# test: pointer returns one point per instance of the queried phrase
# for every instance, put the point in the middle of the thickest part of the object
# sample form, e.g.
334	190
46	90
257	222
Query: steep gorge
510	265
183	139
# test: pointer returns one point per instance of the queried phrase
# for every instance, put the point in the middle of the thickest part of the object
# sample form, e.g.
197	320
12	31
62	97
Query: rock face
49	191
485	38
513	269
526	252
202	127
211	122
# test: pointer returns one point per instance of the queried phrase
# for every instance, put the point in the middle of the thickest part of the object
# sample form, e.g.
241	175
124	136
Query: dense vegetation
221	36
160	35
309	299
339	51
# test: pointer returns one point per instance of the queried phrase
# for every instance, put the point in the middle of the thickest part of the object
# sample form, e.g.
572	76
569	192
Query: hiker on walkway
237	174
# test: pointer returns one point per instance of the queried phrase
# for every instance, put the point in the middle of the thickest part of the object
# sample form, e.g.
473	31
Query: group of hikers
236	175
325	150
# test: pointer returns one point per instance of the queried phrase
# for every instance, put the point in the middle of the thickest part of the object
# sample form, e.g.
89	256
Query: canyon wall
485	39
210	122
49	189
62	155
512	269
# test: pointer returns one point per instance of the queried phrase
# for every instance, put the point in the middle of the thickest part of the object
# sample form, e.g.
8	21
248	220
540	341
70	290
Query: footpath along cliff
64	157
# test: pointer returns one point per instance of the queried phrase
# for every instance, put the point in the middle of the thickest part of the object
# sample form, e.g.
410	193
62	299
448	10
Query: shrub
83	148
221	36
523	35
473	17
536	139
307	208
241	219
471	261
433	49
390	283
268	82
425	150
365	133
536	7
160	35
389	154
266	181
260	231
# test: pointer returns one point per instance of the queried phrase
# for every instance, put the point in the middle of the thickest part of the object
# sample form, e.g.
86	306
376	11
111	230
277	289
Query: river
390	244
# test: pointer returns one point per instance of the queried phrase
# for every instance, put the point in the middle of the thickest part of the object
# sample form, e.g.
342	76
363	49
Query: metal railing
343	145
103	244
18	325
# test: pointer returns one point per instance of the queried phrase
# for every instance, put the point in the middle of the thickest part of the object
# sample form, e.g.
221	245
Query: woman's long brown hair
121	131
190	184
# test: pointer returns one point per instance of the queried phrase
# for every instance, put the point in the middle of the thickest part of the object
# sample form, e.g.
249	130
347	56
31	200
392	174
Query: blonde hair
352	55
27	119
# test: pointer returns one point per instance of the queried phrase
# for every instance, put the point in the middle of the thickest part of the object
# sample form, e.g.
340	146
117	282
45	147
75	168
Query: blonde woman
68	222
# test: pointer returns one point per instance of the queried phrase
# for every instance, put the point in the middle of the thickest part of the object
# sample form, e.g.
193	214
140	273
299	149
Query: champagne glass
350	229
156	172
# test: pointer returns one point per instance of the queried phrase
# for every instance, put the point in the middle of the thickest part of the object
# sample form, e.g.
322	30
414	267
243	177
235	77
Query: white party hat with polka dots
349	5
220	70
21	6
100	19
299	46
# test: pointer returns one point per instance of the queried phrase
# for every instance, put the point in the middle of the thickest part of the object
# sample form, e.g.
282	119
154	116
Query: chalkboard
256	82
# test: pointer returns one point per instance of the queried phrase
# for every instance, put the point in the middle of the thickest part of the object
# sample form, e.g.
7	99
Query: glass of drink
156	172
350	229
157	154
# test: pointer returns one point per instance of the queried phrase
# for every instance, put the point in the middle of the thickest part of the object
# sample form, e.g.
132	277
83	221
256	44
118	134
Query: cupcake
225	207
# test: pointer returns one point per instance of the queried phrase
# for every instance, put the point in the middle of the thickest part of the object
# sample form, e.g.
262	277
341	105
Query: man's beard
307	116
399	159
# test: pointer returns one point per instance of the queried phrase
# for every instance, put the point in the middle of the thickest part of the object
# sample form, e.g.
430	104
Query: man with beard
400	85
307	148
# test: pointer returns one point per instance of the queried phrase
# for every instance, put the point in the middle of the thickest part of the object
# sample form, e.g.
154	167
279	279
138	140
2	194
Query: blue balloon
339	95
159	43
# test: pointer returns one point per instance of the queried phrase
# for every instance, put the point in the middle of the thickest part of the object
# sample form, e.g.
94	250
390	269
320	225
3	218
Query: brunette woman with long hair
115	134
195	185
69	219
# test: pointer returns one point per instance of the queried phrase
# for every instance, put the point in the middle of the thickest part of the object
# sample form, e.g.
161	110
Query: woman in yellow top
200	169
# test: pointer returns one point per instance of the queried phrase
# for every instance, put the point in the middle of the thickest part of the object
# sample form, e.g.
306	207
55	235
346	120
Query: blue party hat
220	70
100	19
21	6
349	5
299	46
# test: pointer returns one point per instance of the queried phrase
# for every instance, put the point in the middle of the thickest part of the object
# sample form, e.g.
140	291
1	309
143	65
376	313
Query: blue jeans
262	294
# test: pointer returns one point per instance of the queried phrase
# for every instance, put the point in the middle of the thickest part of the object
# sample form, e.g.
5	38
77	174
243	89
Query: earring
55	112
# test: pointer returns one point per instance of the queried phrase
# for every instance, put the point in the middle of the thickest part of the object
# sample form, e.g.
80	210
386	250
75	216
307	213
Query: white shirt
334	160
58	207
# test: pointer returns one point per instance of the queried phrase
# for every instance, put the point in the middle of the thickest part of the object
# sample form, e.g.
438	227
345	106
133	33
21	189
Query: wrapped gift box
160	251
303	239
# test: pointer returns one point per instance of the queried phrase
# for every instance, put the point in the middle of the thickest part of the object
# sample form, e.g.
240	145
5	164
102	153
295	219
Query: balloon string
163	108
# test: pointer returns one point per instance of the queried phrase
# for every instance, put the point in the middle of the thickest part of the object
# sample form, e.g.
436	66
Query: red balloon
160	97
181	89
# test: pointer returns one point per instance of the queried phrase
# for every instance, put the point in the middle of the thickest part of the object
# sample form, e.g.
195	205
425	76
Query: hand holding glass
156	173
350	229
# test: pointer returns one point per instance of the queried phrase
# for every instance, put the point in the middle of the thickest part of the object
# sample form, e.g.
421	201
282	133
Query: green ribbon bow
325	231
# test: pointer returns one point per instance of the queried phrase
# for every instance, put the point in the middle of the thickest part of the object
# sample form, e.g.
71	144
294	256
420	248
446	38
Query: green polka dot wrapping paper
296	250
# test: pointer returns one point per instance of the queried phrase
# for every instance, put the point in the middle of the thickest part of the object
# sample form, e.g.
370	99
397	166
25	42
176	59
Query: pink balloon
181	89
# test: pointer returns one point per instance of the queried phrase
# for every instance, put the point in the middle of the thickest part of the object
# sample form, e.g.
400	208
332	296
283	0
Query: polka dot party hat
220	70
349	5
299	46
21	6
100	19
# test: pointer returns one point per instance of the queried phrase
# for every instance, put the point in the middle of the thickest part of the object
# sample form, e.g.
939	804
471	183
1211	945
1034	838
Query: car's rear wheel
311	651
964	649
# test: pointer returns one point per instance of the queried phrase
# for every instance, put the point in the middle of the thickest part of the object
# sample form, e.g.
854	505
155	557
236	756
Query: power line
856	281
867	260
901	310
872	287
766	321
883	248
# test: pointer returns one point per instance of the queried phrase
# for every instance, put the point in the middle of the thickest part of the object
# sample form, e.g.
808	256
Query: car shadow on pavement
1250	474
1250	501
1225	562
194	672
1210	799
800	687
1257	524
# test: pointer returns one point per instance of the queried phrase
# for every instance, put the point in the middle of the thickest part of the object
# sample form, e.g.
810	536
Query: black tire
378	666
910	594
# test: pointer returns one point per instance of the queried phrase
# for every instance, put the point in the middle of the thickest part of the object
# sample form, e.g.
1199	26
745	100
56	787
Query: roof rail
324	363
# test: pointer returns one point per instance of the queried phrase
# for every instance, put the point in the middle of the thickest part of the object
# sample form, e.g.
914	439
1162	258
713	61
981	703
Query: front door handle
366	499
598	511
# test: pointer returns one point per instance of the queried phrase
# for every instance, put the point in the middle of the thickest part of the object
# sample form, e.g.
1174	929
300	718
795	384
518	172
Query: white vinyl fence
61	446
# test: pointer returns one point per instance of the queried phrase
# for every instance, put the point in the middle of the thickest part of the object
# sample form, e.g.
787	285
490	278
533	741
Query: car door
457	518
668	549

== == ==

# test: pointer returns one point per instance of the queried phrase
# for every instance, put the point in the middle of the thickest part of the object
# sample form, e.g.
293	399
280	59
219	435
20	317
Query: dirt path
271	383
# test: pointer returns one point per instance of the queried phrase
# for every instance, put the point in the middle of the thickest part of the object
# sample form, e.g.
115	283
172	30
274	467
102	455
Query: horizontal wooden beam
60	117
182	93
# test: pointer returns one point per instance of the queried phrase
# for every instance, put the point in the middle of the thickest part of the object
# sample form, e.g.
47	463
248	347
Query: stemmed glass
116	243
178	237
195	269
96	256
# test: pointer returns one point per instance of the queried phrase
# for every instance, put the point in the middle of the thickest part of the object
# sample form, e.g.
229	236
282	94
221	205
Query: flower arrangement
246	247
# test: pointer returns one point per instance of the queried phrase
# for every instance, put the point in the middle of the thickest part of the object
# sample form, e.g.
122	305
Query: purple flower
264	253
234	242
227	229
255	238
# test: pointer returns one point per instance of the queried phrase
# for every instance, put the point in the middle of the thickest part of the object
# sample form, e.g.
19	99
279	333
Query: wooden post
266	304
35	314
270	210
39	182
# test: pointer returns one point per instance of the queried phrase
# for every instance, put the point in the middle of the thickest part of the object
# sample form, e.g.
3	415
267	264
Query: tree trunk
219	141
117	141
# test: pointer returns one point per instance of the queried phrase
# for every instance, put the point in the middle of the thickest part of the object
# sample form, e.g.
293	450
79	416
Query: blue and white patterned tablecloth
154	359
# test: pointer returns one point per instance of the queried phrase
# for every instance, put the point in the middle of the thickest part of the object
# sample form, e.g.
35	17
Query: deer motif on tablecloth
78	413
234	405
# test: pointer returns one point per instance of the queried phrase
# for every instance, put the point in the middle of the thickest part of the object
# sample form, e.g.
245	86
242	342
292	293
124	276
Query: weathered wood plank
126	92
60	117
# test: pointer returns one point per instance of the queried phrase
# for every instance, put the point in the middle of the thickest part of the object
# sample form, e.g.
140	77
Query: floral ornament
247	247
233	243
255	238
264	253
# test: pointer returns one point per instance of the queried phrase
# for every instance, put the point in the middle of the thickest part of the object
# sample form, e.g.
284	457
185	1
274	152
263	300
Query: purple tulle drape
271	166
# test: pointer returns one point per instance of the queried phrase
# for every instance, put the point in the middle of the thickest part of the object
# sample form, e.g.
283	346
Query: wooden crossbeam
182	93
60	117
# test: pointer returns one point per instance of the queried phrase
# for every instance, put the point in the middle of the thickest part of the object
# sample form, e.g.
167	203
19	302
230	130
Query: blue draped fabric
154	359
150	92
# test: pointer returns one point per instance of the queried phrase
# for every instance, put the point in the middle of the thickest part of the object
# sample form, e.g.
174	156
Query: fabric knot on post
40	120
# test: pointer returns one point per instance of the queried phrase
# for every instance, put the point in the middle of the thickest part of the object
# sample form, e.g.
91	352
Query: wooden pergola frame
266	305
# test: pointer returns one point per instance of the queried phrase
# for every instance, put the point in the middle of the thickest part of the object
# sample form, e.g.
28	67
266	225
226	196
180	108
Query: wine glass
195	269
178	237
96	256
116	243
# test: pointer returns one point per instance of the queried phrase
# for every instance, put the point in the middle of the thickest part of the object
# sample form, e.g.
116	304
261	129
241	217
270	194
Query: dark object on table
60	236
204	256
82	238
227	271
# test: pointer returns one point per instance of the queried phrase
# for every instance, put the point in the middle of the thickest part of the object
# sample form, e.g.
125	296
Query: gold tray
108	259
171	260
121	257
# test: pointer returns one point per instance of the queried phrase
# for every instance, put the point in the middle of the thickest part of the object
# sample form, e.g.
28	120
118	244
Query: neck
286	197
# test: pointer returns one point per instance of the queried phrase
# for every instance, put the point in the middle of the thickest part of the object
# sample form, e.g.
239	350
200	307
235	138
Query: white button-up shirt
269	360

== == ==

WHAT YOU ARE ASKED TO DO
Count the lines in the records above that contain the string "post", and reply with only that number.

FULL ANSWER
2